Labeled-object pointing entries
++++

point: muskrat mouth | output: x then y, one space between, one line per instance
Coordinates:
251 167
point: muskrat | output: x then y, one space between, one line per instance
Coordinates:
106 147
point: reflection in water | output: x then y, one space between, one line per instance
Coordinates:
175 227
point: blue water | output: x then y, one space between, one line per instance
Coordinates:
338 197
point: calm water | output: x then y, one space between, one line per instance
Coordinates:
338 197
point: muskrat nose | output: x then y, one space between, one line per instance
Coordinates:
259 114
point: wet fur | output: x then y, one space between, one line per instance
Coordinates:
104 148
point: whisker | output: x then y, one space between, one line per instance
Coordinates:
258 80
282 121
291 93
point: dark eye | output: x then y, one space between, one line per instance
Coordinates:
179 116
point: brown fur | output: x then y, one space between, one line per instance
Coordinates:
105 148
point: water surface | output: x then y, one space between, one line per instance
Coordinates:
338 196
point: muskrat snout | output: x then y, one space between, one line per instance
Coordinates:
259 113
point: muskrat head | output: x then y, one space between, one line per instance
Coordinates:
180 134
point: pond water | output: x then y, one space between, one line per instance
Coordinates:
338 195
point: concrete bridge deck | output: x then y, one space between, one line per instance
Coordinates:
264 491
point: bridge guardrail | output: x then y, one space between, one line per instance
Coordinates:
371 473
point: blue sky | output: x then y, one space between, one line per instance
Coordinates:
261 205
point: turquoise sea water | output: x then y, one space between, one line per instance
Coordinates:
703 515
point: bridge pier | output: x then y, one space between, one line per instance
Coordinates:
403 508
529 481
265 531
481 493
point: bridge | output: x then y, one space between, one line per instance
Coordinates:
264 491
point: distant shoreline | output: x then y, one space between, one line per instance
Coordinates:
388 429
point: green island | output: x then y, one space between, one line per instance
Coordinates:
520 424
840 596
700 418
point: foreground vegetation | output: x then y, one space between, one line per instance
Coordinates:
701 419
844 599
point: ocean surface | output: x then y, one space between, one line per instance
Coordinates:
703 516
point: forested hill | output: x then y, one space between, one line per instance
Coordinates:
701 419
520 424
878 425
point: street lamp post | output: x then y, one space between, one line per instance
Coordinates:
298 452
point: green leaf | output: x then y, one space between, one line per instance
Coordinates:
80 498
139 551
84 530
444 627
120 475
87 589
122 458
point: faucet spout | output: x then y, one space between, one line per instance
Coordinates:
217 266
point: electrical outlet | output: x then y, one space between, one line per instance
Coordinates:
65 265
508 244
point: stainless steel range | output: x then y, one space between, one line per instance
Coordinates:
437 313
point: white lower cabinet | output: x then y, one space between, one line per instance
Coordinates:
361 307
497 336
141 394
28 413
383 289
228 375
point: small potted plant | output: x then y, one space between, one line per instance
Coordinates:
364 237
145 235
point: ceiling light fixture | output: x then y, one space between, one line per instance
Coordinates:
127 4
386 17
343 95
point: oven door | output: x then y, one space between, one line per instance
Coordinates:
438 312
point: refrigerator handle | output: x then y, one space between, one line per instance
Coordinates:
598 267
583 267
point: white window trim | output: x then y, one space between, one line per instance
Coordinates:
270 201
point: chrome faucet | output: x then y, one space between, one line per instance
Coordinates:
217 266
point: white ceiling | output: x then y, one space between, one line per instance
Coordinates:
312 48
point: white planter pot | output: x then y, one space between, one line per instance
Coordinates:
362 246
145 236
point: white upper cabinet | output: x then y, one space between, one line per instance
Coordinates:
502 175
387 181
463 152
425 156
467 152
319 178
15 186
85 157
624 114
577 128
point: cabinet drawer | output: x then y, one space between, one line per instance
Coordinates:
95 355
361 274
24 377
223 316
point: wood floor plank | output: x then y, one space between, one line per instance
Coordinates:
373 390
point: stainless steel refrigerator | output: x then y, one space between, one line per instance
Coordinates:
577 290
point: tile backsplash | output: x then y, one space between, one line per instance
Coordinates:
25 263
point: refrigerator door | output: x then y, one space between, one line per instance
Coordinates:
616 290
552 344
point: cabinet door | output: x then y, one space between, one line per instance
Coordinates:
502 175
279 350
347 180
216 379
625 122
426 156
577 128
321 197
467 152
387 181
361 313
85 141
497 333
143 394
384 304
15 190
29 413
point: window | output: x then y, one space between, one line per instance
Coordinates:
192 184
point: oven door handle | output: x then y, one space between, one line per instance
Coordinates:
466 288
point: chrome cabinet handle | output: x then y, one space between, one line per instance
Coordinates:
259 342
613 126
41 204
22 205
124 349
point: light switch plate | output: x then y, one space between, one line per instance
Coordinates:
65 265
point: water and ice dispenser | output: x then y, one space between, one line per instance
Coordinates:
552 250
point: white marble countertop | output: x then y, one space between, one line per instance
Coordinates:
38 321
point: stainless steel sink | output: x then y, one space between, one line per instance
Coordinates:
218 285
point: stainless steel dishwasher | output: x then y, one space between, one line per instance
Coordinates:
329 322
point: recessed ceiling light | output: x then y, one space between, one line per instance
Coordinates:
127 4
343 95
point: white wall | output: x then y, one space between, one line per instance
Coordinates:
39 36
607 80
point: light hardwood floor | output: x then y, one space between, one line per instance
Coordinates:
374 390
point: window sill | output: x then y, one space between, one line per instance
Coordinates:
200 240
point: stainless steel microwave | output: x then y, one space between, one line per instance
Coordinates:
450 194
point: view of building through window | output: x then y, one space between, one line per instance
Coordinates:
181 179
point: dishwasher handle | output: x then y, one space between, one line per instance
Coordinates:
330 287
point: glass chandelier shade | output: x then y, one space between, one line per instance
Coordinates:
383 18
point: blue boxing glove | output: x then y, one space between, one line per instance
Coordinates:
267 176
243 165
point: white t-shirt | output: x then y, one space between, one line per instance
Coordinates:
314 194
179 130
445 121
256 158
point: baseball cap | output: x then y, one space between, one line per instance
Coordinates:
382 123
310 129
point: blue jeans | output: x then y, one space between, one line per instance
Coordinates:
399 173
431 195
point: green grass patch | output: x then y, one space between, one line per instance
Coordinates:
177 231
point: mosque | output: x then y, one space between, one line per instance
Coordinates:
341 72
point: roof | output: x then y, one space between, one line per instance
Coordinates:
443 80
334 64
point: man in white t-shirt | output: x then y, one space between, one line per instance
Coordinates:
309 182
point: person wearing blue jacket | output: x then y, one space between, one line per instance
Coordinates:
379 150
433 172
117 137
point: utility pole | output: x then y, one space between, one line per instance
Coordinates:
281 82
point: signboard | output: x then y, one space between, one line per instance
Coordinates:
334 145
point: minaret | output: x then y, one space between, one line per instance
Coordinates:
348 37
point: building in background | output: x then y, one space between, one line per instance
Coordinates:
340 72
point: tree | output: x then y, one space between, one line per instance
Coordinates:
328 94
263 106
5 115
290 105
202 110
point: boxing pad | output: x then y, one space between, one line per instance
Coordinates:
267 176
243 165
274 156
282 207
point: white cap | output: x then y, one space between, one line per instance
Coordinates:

++++

• **WHAT IS ASKED**
Copy out the lines of the entries above word for word, beginning with the line that contains "point: person wearing" and continuing through the end of the entries.

• **ANSWER FOR THIS EXERCISE**
point: person wearing blue jacket | output: x then y, one space between, one line per instance
Coordinates:
379 150
433 172
117 137
point: utility pole | output: x then y, one space between, one line per instance
Coordinates:
281 82
point: signboard | output: x then y, one space between, one line per instance
Coordinates:
334 145
point: minaret | output: x then y, one space between, one line per instance
Coordinates:
348 37
point: building in background | output: x then y, one space between, one line per instance
Coordinates:
340 72
point: tree | output: x then y, one space between, one line per instance
Coordinates:
328 94
263 106
5 115
290 105
202 110
point: boxing pad | output: x then y, one space between, one line per instance
Coordinates:
267 176
243 165
274 156
282 207
point: white cap | output: x then y, one space between, one line per instance
Coordinates:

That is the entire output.